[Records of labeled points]
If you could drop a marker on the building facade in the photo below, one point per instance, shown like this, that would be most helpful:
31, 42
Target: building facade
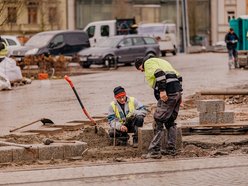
32, 16
222, 11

▶ PROBLEM TO WORK ON: Can you rescale the records above by writing out every line again, requests included, with each point coordinate in the answers multiplied by 0.75 and rounded to a whole number, halves rounding up? Leave the numbers in the requests and their format samples as they are, and omit the pictures.

▶ RIGHT ANSWER:
If you could drop a marker on the building facade in the photo below, one point per instance, shown like this, that would be most helpful:
31, 42
Target: building facade
24, 12
167, 8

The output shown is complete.